INPUT DATA:
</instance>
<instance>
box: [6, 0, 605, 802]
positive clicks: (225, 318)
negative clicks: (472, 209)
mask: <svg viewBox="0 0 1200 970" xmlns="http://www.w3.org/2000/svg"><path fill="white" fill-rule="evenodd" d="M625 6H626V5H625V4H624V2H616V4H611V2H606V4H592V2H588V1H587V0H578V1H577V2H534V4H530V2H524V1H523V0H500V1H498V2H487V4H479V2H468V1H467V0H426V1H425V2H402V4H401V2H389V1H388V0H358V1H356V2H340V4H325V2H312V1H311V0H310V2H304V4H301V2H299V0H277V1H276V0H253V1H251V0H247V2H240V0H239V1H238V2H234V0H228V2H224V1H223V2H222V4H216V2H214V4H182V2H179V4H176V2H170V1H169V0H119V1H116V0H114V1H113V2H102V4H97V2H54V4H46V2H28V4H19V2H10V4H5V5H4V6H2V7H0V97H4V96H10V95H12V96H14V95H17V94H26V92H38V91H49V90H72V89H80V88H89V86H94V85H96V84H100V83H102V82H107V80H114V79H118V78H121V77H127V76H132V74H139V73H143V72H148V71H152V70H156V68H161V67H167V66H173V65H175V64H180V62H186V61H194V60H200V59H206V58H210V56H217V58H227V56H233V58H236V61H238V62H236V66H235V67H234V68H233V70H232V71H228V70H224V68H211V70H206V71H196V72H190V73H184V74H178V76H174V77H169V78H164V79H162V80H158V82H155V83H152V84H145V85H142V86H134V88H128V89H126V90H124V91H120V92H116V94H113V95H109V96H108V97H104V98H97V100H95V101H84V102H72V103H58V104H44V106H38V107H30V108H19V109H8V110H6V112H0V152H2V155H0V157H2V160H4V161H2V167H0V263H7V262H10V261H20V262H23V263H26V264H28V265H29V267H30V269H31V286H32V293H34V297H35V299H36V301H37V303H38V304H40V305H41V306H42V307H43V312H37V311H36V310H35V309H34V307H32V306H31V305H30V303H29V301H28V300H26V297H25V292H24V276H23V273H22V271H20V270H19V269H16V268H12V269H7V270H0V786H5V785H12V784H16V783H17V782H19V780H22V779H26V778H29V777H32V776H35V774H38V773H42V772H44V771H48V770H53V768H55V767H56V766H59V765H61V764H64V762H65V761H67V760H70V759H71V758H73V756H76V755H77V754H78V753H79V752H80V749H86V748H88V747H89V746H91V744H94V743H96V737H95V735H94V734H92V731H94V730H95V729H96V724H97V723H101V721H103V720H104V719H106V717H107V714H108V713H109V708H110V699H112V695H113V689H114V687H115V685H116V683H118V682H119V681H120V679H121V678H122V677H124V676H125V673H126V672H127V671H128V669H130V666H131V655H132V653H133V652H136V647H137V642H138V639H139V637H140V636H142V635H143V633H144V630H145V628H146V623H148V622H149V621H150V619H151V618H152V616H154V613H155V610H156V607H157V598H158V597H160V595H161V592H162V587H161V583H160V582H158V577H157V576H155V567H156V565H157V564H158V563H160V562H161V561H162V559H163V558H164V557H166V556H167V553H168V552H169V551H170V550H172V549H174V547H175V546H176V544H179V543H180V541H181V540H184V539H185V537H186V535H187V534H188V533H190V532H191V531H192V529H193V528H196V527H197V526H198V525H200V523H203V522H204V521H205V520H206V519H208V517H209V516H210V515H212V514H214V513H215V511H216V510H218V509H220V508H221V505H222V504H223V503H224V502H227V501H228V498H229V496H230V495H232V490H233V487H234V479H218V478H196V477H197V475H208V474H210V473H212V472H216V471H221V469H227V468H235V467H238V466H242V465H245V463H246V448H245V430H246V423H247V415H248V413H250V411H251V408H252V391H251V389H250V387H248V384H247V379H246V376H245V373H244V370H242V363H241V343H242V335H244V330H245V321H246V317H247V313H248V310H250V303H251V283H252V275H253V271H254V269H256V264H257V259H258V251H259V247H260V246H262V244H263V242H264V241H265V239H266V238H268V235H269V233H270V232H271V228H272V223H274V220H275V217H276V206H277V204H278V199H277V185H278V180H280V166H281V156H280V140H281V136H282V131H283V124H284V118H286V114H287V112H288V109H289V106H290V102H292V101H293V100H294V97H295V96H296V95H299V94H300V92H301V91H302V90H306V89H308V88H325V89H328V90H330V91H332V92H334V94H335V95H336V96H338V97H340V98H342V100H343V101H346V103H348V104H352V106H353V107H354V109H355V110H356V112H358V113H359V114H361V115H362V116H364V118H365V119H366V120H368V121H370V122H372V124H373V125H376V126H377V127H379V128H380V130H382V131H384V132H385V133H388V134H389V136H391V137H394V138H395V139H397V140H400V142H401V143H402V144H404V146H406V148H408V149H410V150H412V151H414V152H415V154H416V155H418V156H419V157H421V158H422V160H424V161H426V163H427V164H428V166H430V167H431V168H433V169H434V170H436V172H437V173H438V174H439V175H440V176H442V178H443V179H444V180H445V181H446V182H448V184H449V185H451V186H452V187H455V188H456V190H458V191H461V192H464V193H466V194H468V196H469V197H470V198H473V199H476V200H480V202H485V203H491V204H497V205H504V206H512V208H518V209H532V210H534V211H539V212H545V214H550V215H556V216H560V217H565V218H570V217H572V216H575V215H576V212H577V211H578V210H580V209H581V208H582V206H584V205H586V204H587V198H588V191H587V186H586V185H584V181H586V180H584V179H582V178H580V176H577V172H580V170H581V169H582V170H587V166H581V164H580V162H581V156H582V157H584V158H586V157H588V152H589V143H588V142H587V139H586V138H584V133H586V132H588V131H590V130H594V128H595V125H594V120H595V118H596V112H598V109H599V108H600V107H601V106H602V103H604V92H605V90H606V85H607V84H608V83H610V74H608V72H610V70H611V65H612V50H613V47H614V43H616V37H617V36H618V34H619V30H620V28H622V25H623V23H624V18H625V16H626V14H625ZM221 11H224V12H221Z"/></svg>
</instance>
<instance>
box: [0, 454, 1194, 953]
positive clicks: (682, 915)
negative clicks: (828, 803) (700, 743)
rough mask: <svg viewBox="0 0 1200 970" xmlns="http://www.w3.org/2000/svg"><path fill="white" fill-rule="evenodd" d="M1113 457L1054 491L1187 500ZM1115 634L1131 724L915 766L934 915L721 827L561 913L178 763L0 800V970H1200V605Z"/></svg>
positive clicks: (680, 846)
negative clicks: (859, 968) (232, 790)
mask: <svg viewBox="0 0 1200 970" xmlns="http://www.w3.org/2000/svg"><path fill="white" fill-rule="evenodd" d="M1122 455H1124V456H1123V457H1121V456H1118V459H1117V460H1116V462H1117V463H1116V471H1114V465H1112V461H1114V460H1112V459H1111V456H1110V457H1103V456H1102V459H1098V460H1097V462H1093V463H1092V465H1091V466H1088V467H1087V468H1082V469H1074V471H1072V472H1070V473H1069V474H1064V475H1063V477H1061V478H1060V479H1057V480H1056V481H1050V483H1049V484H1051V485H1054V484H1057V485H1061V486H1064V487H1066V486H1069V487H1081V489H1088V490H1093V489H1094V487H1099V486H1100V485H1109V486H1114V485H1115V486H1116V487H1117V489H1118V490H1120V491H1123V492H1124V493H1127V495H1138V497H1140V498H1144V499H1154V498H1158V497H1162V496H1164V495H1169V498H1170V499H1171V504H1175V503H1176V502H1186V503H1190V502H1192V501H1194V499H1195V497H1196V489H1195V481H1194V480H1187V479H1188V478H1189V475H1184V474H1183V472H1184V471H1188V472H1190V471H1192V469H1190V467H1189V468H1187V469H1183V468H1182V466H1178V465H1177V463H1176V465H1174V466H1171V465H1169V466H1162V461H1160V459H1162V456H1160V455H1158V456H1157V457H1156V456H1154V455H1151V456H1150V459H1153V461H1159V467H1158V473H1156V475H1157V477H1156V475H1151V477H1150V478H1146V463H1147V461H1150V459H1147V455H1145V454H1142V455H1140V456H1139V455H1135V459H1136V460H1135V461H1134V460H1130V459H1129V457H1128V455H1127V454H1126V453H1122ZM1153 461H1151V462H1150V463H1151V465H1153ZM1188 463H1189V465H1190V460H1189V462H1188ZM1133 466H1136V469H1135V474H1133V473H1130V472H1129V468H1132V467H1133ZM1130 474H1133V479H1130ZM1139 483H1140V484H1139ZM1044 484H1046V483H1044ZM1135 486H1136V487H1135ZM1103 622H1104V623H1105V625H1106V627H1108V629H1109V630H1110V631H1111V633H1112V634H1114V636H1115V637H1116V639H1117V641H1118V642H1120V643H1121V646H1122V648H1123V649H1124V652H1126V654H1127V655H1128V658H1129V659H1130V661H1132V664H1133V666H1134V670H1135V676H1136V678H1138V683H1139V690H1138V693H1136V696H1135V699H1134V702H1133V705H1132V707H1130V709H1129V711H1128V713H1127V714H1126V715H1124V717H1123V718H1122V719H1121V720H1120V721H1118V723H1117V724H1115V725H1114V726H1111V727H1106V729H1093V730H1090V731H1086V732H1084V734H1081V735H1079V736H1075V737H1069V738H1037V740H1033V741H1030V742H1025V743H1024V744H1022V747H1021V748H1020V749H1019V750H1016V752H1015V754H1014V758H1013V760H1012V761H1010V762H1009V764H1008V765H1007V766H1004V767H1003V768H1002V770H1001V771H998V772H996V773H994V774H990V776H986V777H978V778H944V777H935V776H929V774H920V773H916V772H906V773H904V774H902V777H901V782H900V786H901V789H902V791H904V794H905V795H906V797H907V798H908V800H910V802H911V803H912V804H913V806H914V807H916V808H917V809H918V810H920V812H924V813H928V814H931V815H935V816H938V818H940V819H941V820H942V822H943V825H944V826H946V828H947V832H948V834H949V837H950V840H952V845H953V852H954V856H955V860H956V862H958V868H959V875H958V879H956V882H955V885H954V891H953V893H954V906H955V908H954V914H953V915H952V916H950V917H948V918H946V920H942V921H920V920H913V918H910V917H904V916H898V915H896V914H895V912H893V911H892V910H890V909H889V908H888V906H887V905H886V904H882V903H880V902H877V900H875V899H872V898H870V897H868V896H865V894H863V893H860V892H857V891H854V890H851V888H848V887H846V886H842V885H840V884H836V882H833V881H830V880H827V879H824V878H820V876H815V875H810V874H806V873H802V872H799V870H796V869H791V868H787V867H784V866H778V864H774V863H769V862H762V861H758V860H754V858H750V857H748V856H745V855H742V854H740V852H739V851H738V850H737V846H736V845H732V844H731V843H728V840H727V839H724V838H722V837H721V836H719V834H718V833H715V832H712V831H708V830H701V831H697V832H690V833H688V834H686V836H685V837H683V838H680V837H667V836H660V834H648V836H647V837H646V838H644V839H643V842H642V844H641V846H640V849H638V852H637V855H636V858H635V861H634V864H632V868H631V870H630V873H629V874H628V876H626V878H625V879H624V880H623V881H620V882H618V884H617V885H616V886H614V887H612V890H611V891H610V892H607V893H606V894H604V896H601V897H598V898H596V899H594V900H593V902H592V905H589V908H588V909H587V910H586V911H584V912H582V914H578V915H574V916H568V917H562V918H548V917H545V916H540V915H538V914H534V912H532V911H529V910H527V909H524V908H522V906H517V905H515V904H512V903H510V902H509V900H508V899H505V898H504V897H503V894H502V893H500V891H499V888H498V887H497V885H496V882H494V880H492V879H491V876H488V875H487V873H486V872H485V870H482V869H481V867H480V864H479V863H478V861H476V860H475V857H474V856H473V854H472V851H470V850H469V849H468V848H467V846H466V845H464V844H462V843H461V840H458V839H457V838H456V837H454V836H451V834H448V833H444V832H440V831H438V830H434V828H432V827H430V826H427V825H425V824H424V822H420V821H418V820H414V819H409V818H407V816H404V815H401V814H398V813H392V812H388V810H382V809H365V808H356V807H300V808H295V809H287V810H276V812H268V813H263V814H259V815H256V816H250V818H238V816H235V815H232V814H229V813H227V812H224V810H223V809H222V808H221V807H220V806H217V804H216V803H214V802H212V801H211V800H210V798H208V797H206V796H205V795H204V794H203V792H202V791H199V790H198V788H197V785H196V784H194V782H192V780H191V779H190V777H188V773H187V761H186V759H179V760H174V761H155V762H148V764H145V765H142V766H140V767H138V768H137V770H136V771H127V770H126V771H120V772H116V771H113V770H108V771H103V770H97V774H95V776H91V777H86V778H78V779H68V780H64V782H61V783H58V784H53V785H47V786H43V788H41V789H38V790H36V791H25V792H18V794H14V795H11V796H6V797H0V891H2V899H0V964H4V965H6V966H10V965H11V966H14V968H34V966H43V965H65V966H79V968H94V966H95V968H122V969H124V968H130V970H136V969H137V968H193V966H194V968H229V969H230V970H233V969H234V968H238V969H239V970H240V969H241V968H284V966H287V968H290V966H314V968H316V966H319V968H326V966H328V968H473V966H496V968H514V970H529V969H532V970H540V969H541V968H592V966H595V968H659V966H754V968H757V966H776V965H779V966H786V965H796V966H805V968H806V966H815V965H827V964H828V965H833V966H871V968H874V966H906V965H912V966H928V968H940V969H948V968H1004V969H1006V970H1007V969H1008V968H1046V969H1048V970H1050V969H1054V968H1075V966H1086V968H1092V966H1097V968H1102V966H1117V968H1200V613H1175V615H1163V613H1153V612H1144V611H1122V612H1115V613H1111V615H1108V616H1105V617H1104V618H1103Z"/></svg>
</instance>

EXERCISE BRIEF: What is wanted is every line from the first line of the entries through the line that contains "positive clicks: (225, 318)", given again exactly.

WRITTEN SOLUTION:
</instance>
<instance>
box: [6, 0, 605, 802]
positive clicks: (225, 318)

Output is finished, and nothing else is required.